* Problem description:
Repeat only the lines below from the one containing "of gravestones, each" through the one containing "the stone grave", inclusive, exactly as written.

--- Provided entries Enclosed Below ---

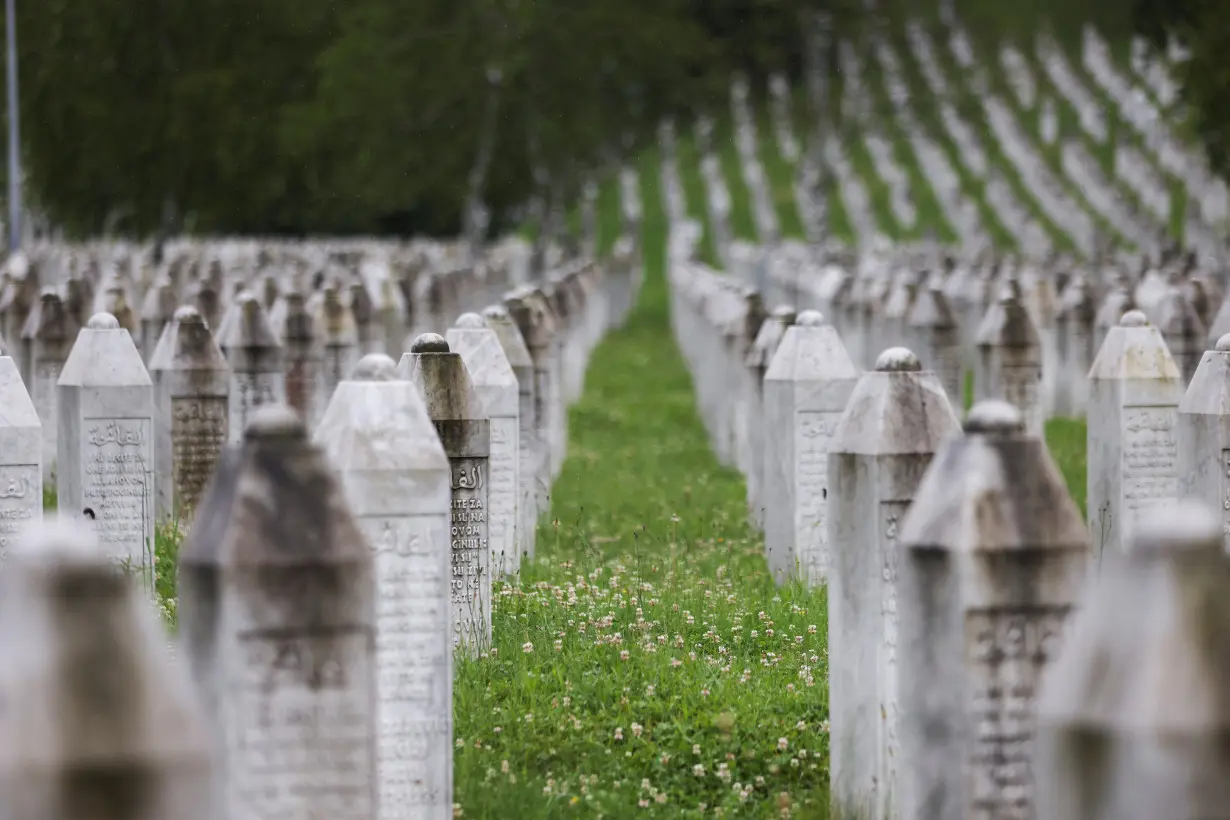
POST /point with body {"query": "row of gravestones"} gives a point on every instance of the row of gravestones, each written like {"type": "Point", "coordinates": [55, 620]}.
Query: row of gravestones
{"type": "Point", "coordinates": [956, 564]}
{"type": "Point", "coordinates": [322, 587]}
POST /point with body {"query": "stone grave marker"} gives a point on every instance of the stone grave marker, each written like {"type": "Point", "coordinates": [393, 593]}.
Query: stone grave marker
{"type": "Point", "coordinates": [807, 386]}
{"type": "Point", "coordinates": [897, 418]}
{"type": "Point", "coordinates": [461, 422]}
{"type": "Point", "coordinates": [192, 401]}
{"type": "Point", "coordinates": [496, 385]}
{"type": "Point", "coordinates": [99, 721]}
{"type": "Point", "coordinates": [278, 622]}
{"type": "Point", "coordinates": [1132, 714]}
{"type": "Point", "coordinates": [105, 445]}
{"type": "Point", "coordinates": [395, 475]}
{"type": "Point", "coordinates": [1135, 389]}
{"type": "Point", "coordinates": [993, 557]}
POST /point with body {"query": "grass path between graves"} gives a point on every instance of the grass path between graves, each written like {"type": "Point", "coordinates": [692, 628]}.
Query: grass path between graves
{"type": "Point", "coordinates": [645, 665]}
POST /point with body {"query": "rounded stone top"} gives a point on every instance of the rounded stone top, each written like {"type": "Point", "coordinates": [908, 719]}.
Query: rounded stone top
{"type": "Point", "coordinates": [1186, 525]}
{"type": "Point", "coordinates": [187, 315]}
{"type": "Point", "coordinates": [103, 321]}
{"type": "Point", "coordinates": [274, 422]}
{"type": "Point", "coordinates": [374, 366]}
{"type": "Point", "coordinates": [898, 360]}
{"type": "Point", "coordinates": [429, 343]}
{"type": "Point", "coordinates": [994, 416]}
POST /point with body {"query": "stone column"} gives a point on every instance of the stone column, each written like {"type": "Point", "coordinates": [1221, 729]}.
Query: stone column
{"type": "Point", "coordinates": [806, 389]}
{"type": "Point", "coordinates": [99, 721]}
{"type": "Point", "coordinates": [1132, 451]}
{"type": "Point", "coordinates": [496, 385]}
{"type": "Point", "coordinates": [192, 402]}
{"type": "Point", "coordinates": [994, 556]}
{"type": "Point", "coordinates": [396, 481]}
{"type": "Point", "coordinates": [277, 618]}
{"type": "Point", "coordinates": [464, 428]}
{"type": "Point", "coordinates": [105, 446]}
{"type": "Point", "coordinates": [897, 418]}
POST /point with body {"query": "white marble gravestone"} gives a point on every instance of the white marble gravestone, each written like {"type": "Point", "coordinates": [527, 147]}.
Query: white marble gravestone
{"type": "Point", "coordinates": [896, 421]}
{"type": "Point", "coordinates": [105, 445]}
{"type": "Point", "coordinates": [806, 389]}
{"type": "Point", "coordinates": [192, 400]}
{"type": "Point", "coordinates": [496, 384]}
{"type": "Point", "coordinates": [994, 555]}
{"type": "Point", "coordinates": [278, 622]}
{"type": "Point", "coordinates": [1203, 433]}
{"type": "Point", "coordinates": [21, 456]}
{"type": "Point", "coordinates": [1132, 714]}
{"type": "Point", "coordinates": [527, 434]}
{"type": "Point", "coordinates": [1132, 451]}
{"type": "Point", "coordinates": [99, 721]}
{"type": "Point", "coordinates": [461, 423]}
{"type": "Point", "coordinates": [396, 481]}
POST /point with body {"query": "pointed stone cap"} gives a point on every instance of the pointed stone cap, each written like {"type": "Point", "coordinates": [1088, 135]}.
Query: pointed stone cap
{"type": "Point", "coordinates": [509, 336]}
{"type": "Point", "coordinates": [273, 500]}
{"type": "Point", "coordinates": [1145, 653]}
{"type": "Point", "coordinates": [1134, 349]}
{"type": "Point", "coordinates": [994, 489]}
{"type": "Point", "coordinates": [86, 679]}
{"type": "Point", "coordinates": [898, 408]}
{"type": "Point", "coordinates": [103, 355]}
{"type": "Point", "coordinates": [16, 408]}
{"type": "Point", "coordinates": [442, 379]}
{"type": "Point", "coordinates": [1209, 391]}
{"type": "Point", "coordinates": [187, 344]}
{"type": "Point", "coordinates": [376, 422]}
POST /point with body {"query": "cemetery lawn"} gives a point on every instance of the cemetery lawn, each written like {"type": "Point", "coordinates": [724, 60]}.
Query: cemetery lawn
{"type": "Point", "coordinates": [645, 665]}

--- End of Enclosed Provided entries ---
--- Provided entries Enclosed Below ---

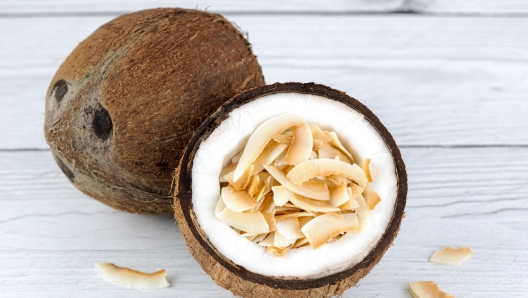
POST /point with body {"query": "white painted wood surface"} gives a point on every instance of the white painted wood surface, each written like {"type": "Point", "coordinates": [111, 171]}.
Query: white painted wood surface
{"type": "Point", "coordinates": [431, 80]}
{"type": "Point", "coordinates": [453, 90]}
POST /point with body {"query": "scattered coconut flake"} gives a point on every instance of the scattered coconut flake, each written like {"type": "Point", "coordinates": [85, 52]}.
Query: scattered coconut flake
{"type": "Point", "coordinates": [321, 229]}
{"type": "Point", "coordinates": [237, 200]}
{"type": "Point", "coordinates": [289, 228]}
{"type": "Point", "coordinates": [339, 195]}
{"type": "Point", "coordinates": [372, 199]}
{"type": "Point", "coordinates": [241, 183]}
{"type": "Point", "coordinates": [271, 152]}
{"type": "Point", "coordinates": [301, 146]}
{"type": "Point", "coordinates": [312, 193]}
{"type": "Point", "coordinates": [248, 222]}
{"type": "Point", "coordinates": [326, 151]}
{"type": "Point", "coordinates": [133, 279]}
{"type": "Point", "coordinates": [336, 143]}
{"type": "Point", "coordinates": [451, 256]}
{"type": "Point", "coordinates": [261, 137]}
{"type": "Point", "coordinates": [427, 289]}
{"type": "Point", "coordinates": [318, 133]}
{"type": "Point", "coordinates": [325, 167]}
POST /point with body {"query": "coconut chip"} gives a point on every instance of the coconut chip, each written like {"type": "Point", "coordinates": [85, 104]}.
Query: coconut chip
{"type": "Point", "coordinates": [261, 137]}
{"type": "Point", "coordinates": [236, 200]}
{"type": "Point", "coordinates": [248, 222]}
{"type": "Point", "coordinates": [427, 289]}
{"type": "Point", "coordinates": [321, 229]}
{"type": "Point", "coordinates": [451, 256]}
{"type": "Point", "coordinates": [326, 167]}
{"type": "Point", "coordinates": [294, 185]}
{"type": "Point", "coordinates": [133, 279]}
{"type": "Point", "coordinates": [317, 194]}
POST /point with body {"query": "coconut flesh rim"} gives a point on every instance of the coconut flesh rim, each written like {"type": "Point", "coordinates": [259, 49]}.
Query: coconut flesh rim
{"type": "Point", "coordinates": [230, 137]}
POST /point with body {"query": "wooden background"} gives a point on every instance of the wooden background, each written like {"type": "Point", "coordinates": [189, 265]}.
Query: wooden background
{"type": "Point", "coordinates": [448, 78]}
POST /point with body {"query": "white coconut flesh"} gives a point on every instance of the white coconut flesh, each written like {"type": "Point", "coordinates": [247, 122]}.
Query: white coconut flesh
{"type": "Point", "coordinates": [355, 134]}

--- End of Enclosed Provided entries ---

* Task output:
POST /point with body {"query": "row of gravestones"} gives a point on every instance of the row of gravestones, each written like {"type": "Point", "coordinates": [55, 620]}.
Query: row of gravestones
{"type": "Point", "coordinates": [956, 564]}
{"type": "Point", "coordinates": [322, 587]}
POST /point with body {"query": "stone grave marker"} gives a point on every instance of the stone grave marker, each written like {"type": "Point", "coordinates": [393, 593]}.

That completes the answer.